(Records from a collection)

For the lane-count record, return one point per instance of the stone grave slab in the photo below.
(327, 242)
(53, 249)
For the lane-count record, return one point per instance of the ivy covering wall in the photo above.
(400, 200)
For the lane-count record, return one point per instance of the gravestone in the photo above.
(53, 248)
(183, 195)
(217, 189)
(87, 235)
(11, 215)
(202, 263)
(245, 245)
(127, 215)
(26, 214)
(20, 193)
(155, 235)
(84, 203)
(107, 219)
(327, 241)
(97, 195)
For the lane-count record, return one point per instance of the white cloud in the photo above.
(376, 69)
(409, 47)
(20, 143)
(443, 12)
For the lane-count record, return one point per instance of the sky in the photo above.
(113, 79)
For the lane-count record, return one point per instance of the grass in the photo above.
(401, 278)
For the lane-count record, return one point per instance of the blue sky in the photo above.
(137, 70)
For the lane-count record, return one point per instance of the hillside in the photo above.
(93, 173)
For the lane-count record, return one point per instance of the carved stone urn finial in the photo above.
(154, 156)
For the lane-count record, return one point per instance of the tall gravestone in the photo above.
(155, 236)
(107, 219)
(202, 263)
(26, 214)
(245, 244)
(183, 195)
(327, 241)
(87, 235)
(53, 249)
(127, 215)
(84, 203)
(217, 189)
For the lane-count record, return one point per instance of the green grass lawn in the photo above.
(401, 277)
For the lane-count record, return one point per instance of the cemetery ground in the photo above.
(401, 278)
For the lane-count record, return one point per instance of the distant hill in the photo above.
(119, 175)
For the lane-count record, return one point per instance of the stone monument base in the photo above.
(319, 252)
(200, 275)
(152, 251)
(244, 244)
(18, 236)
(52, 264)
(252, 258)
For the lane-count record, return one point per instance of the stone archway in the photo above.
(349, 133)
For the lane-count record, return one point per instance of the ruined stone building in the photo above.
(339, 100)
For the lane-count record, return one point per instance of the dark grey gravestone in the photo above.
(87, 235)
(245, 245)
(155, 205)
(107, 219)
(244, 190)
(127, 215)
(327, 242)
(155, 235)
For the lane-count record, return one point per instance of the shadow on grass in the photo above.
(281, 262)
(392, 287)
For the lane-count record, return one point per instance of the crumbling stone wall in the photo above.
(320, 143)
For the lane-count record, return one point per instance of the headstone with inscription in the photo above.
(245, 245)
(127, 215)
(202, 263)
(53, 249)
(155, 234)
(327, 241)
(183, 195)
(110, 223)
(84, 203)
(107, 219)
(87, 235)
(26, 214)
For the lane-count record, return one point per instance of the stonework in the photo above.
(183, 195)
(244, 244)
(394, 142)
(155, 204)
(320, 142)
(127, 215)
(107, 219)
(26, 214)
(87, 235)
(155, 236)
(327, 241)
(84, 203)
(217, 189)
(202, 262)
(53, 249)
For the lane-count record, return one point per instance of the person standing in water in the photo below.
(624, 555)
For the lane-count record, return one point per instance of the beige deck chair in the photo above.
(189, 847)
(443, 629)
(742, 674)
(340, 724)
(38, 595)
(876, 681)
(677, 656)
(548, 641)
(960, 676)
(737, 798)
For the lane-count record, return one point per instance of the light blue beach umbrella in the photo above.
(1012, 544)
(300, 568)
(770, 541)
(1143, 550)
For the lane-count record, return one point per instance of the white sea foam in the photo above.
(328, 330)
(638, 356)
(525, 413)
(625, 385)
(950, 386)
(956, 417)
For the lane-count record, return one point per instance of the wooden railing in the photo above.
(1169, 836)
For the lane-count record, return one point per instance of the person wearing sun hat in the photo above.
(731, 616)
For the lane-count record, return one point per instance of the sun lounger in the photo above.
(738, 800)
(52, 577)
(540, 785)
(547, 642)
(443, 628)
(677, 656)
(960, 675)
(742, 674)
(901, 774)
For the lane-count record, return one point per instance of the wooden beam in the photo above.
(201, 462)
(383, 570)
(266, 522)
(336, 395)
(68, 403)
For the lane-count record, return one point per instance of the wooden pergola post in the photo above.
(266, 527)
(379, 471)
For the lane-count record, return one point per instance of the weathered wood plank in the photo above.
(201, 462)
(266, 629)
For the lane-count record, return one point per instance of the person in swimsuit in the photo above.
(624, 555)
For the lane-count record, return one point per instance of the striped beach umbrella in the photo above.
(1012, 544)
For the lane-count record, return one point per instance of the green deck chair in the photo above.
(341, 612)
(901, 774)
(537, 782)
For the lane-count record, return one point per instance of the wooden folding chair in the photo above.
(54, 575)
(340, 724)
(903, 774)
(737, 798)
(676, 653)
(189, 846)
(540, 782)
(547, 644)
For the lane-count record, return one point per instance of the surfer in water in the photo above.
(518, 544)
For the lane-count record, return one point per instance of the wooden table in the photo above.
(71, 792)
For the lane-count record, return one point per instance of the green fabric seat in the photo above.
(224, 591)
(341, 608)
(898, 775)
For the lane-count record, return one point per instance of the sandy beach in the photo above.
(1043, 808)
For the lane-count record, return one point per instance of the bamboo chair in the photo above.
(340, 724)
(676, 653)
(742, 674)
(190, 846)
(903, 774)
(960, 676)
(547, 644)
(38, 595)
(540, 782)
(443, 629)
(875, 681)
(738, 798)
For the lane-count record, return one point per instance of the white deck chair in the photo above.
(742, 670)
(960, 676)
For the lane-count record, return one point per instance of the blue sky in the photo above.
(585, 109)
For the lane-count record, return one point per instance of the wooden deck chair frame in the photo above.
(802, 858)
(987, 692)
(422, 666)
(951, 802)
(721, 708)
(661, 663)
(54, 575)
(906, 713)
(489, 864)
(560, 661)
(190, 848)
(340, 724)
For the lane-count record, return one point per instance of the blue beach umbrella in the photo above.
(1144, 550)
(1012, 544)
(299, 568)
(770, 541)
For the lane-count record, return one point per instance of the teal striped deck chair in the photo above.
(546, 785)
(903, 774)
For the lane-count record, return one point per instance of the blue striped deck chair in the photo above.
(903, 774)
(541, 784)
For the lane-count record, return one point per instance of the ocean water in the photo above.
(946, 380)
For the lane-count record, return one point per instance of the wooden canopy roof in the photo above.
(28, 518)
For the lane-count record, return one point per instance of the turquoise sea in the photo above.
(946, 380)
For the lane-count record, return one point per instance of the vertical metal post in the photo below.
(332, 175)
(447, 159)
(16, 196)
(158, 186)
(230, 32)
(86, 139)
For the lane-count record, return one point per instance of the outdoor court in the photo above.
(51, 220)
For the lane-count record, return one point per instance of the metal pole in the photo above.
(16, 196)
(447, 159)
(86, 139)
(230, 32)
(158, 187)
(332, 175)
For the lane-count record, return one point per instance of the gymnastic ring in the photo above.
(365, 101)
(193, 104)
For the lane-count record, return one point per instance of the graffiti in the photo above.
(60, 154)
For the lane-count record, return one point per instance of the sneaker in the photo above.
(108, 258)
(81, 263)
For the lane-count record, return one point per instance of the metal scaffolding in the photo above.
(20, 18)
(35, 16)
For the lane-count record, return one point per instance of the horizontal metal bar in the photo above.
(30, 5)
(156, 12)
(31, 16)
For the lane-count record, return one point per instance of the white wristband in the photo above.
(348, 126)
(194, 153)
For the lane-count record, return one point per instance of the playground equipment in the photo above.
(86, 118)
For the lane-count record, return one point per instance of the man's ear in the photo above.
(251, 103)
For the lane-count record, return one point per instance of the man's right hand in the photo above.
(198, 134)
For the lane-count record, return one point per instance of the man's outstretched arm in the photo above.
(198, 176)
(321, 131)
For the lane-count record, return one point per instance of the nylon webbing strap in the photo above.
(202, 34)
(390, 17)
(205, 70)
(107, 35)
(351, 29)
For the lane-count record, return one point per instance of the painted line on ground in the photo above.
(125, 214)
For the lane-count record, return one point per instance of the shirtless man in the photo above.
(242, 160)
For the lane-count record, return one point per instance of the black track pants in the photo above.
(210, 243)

ASSIGNMENT: Set down each record again, exactly as written.

RESPONSE:
For the lane-count record, return one point per instance of the stone grave slab in the photo below.
(327, 242)
(53, 249)
For the lane-count record, return one point per instance of the ivy covering wall in the photo above.
(400, 200)
For the lane-count record, return one point per instance of the gravestone in the photo above.
(53, 248)
(183, 195)
(217, 189)
(87, 235)
(11, 215)
(202, 263)
(245, 245)
(127, 215)
(26, 214)
(20, 193)
(155, 235)
(84, 203)
(107, 219)
(327, 241)
(97, 195)
For the lane-count record, return one point per instance of the white cloud in the photo above.
(376, 69)
(409, 47)
(20, 143)
(443, 12)
For the lane-count record, return one point per instance of the sky in the photo above.
(113, 79)
For the lane-count record, return one point per instance of the grass in the photo above.
(401, 278)
For the lane-count record, return one point per instance of the blue sky in the photo above.
(137, 70)
For the lane-count record, return one point per instance of the hillside in the photo above.
(93, 173)
For the lane-count record, return one point per instance of the carved stone urn finial in the photo above.
(154, 156)
For the lane-count record, return one point per instance of the tall gravestone in the photo above.
(155, 236)
(107, 219)
(202, 263)
(26, 214)
(245, 244)
(183, 195)
(327, 241)
(87, 235)
(53, 249)
(127, 215)
(84, 203)
(217, 189)
For the lane-count record, return one point per instance of the green grass lawn in the photo above.
(401, 277)
For the lane-count record, return one point per instance of the cemetery ground in the photo above.
(401, 278)
For the lane-count record, return one point per instance of the distant hill in the photo above.
(119, 175)
For the lane-count record, return one point per instance of the stone monument base in the photo above.
(319, 252)
(200, 275)
(152, 251)
(244, 244)
(18, 236)
(52, 264)
(252, 258)
For the lane-count record, return one point per instance of the stone archway in the photo above.
(349, 133)
For the lane-count record, return one point per instance of the ruined stone building in the photo above.
(339, 100)
For the lane-count record, return one point per instance of the dark grey gravestone in the photo above.
(87, 235)
(245, 245)
(155, 205)
(107, 219)
(244, 190)
(127, 215)
(327, 242)
(155, 235)
For the lane-count record, return one point per instance of the shadow on grass in the photo above.
(281, 262)
(392, 287)
For the lane-count record, return one point per instance of the crumbling stone wall in the photo above.
(320, 143)
For the lane-count record, return one point per instance of the headstone with inscription in the photo above.
(245, 245)
(127, 215)
(202, 263)
(53, 249)
(155, 234)
(327, 241)
(183, 195)
(110, 223)
(84, 203)
(107, 219)
(87, 235)
(26, 214)
For the lane-count record, return one point per instance of the stonework in the photo above.
(183, 195)
(244, 244)
(394, 142)
(155, 204)
(320, 142)
(127, 215)
(107, 219)
(26, 214)
(87, 235)
(155, 236)
(327, 241)
(84, 203)
(217, 189)
(202, 262)
(53, 249)
For the lane-count record, return one point per instance of the person standing in water in the photo below.
(624, 555)
For the lane-count record, return one point per instance of the beige deck chair in the photo above.
(189, 847)
(443, 629)
(742, 674)
(340, 724)
(38, 595)
(876, 681)
(677, 656)
(548, 641)
(960, 676)
(737, 798)
For the lane-count record, return one point per instance of the light blue beach umbrella in the photo above.
(1012, 544)
(300, 568)
(770, 541)
(1143, 550)
For the lane-count record, return one point per instance of the white sea foam in the photo above.
(328, 330)
(638, 356)
(525, 413)
(625, 385)
(950, 386)
(956, 417)
For the lane-count record, return one point per instance of the wooden railing in the photo above.
(1169, 836)
For the lane-count record, return one point per instance of the person wearing sun hat in the photo above.
(731, 616)
For the lane-count record, return one point per instance of the sun lounger in the photo above.
(738, 800)
(52, 577)
(540, 785)
(547, 642)
(443, 628)
(677, 656)
(960, 675)
(742, 674)
(901, 774)
For the lane-count record, return one point per instance of the wooden beam in the photo above.
(201, 462)
(383, 570)
(266, 522)
(336, 395)
(68, 403)
For the lane-count record, return one point per instance of the wooden pergola post in the photo above.
(266, 527)
(379, 471)
For the lane-count record, return one point per instance of the weathered wood plank in the photo above.
(201, 462)
(266, 629)
For the lane-count record, return one point per instance of the person in swimsuit in the photo above.
(624, 555)
For the lane-count record, return one point per instance of the striped beach umbrella in the photo above.
(1012, 544)
For the lane-count record, return one point per instance of the green deck chair in the photo above.
(341, 612)
(901, 774)
(537, 782)
For the lane-count record, return one point per instance of the wooden folding chair in the photo above.
(54, 575)
(340, 724)
(903, 774)
(737, 798)
(676, 653)
(189, 846)
(540, 782)
(547, 644)
For the lane-count record, return one point per instance of the surfer in water in the photo above.
(518, 544)
For the lane-count record, return one point per instance of the wooden table in the photo above.
(71, 792)
For the lane-count record, return one point per instance of the green fabric seat in the photo above.
(224, 591)
(341, 608)
(898, 775)
For the lane-count record, return one point per instance of the sandy beach in the photo above.
(1043, 808)
For the lane-count record, return one point per instance of the bamboo chair in the photo above.
(340, 724)
(676, 653)
(742, 674)
(190, 846)
(903, 774)
(960, 676)
(547, 644)
(38, 595)
(540, 782)
(443, 629)
(875, 681)
(738, 798)
For the lane-count record, return one point per instance of the white deck chair in the photo above.
(742, 670)
(960, 676)
For the lane-count record, return one point per instance of the blue sky in the photo above.
(585, 109)
For the lane-count record, return one point per instance of the wooden deck chair frame in the photo above.
(802, 858)
(987, 692)
(422, 666)
(951, 802)
(721, 708)
(661, 663)
(54, 575)
(906, 713)
(489, 864)
(560, 661)
(190, 848)
(340, 724)
For the lane-count record, return one point per instance of the blue beach umbrella in the photo above.
(1144, 550)
(1012, 544)
(299, 568)
(770, 541)
For the lane-count record, return one point per instance of the teal striped deck chair in the photo above.
(546, 785)
(903, 774)
For the lane-count record, return one point per instance of the blue striped deck chair in the photo above.
(903, 774)
(541, 784)
For the lane-count record, return one point per instance of the ocean water in the photo above.
(946, 380)
For the lane-count record, return one point per instance of the wooden canopy roof in the photo above.
(28, 518)
For the lane-count record, return one point per instance of the turquoise sea in the photo above.
(946, 380)
For the lane-count record, return one point per instance of the vertical metal post in the photo below.
(332, 175)
(447, 159)
(16, 196)
(158, 186)
(230, 32)
(86, 139)
For the lane-count record, return one point per instance of the outdoor court in the photo above.
(51, 220)
For the lane-count record, return one point per instance of the metal pole in the photo above.
(16, 196)
(447, 159)
(86, 139)
(230, 32)
(158, 187)
(332, 175)
For the lane-count record, return one point per instance of the gymnastic ring in the photo above.
(365, 101)
(193, 104)
For the lane-count record, return one point per instance of the graffiti in the photo above.
(60, 154)
For the lane-count record, return one point per instance of the sneaker in the photo above.
(108, 258)
(81, 263)
For the lane-count record, return one point per instance of the metal scaffolding in the photo above.
(20, 18)
(35, 16)
For the lane-count record, return one point per instance of the horizontal metal bar in the photo above.
(30, 5)
(156, 12)
(31, 16)
For the lane-count record, return one point per instance of the white wristband in the photo above.
(348, 126)
(194, 153)
For the lane-count record, return one point per instance of the playground equipment in the photo above.
(86, 118)
For the lane-count record, return one point per instance of the man's ear in the photo above.
(251, 103)
For the lane-count record, return one point per instance of the man's right hand in the photo above.
(198, 134)
For the lane-count record, return one point per instance of the man's outstretched arm in the photo above.
(198, 176)
(321, 131)
For the lane-count record, return one point per instance of the nylon webbing strap in the photo above.
(202, 34)
(390, 17)
(205, 70)
(107, 35)
(351, 29)
For the lane-count record, return one point per instance of the painted line on ground in the photo above.
(125, 214)
For the lane-count record, return one point per instance of the shirtless man in the photo above.
(242, 160)
For the lane-count record, return one point per instance of the black track pants in the photo above.
(210, 243)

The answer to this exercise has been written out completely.